MATERIAL FOR THE TASK START

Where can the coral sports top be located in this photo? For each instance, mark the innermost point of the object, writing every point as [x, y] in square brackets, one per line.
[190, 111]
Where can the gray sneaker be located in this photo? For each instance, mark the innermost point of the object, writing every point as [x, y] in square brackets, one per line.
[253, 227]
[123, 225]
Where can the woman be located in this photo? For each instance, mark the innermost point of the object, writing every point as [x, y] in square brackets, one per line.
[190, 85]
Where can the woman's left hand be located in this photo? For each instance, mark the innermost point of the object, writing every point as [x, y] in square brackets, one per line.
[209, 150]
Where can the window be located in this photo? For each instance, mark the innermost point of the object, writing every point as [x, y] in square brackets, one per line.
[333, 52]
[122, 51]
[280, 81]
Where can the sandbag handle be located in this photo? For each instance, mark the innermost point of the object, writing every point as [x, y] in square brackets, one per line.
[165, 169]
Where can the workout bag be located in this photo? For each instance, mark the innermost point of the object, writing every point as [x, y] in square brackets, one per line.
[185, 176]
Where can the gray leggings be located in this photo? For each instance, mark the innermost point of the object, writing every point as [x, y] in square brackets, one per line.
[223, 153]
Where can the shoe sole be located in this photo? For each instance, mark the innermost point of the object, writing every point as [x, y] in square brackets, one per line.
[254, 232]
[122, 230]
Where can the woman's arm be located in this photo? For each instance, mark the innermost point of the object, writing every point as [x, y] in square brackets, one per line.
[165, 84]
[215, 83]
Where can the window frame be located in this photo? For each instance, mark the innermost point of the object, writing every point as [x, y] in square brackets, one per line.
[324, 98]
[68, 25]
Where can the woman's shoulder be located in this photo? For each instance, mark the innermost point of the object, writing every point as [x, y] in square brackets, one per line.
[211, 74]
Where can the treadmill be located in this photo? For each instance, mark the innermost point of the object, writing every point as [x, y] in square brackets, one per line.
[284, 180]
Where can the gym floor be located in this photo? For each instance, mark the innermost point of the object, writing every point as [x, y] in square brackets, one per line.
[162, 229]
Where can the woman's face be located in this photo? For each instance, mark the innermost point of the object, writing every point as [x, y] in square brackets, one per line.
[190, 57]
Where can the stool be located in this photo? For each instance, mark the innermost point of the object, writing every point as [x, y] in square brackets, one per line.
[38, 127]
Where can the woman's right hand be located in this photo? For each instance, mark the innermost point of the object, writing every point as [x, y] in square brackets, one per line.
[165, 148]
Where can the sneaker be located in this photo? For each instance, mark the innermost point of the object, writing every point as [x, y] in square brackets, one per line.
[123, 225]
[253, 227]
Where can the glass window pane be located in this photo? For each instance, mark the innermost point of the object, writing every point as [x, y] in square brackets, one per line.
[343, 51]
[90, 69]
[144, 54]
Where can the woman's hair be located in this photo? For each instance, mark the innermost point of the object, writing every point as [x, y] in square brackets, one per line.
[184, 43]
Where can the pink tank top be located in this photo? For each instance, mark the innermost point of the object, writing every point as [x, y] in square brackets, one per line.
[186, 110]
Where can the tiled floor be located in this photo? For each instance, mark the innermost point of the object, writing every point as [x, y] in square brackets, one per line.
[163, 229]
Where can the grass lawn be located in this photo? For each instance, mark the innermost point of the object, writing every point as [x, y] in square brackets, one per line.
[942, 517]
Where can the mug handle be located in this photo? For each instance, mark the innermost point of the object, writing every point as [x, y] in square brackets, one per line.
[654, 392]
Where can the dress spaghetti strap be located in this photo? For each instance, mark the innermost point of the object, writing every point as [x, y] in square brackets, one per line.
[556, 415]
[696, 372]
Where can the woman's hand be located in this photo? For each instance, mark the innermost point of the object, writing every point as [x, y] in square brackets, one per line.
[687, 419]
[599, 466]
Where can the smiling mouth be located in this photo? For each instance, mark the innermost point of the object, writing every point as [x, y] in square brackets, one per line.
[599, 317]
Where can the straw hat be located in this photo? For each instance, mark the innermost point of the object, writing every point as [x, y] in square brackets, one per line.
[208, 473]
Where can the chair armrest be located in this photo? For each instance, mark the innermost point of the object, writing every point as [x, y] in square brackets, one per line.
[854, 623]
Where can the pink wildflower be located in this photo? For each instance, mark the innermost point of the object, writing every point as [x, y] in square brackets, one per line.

MATERIAL FOR THE TASK END

WHAT TO PRODUCE ->
The entries above must be transcribed word for word.

WORKED SOLUTION ->
Where can the coral sports top be located in this photo? For each instance, mark the innermost point of the object, writing every point as [x, y] in square brackets, one per line.
[190, 111]
Where can the gray sneaker be located in this photo? For each instance, mark the innermost point of the object, writing every point as [x, y] in square brackets, one per line.
[253, 227]
[123, 225]
Where can the woman be located in this photo? For each instance, mark the innermost point of the object, writing every point as [x, y] in square brackets, one per line.
[190, 85]
Where can the woman's left hand be located in this photo? For each instance, mark the innermost point of the object, writing every point as [x, y] in square brackets, one per line.
[209, 150]
Where can the window be located in this photo? For each instance, mark the innermost point of the object, writing every point as [x, y] in square brackets, one per line.
[333, 52]
[122, 51]
[280, 81]
Where can the sandbag handle be located in this photo? For each instance, mark the innermost point of the object, writing every point as [x, y] in square brackets, one per line.
[165, 169]
Where can the workout bag be located in this photo? For each instance, mark the innermost point of the object, writing every point as [x, y] in square brackets, one per line.
[185, 176]
Where can the gray leggings be located in this photo? For each instance, mark the innermost point of the object, writing every point as [x, y] in square brackets, one per line.
[223, 153]
Where can the shoe sole be located in this photo? For each instance, mark the innermost point of the object, writing every point as [x, y] in square brackets, one per line.
[254, 232]
[122, 230]
Where can the woman's arm be located in this photo? For each instance, mark the innermost point of the object, writing every point as [x, y] in square brackets, one per line.
[165, 84]
[215, 83]
Where can the window frame be located in this photo? For each instance, mark the innermost point of the object, writing every point as [x, y] in square brackets, one per line.
[324, 98]
[68, 25]
Where can the woman's shoulder be located in this photo? For each instance, mark the innermost point of the object, writing every point as [x, y] in square brackets, one per line.
[211, 74]
Where can the treadmill be located in this photo? For each instance, mark the innermost point of the object, writing every point as [x, y] in square brackets, one per line.
[284, 180]
Where can the gym floor be located in this photo? For each instance, mark the innermost point of the object, writing every point as [x, y] in square brackets, one per line.
[162, 229]
Where can the woman's face be located in this photo? For each instance, mark the innermost point of the object, writing every point as [x, y] in square brackets, one per line.
[190, 57]
Where can the stool be located in this photo? For each instance, mark the innermost point of the object, writing every point as [x, y] in square brackets, one per line.
[38, 127]
Where can the woman's right hand be located in this photo? For each instance, mark the innermost point of the object, writing every point as [x, y] in square brackets, one per line.
[165, 148]
Where can the sneaker be located in this photo? For each instance, mark the innermost point of the object, writing every point as [x, y] in square brackets, one per line.
[123, 225]
[253, 227]
Where can the glass window pane be located in this photo? For each instance, mark the innermost point of the object, writing every point as [x, y] in square brackets, one per line.
[343, 51]
[90, 69]
[144, 54]
Where can the woman's hair be located in this photo? For each instance, mark the innermost point of the object, writing every point as [x, y] in square brackets, one per line.
[184, 43]
Where can the pink tank top be located in this photo? For each instance, mark the innermost point of the object, writing every point as [x, y] in square brackets, one per line.
[186, 110]
Where can the tiled floor be located in this photo? For each instance, mark the innermost point of the object, writing every point as [x, y] in square brackets, one per line.
[163, 229]
Where can the grass lawn be located in this photo? For each instance, mark the innermost point of the object, writing every point as [x, y] in square brackets, one per line.
[942, 517]
Where can the mug handle be located in this photo? For each instance, mark the innermost point of the object, writing every point as [x, y] in square brackets, one per line.
[654, 392]
Where can the dress spaghetti strap be located in this photo? For each instance, mark the innermost point of the object, writing every point as [x, y] in square brackets, one per line.
[556, 415]
[696, 372]
Where can the woman's hand be located in this photo? For each instance, mark the innermost point of the object, writing every point as [x, y] in square brackets, one per line.
[687, 419]
[599, 466]
Where can the smiling mouth be located in this photo? For each instance, mark the innermost point of the object, writing every point as [x, y] in square brackets, one per line.
[599, 317]
Where can the straw hat be located in this photo? For each instance, mark the innermost point of the object, writing every point as [x, y] in square brackets, one per line.
[208, 473]
Where can the chair armrest be located in this photo? For each instance, mark the innermost point of the object, writing every point as [x, y] in square brackets, one per line.
[854, 623]
Where can the pink wildflower be located in this photo? For each instance, mark the innermost point of the object, writing every point as [x, y] in square brackets, one per line.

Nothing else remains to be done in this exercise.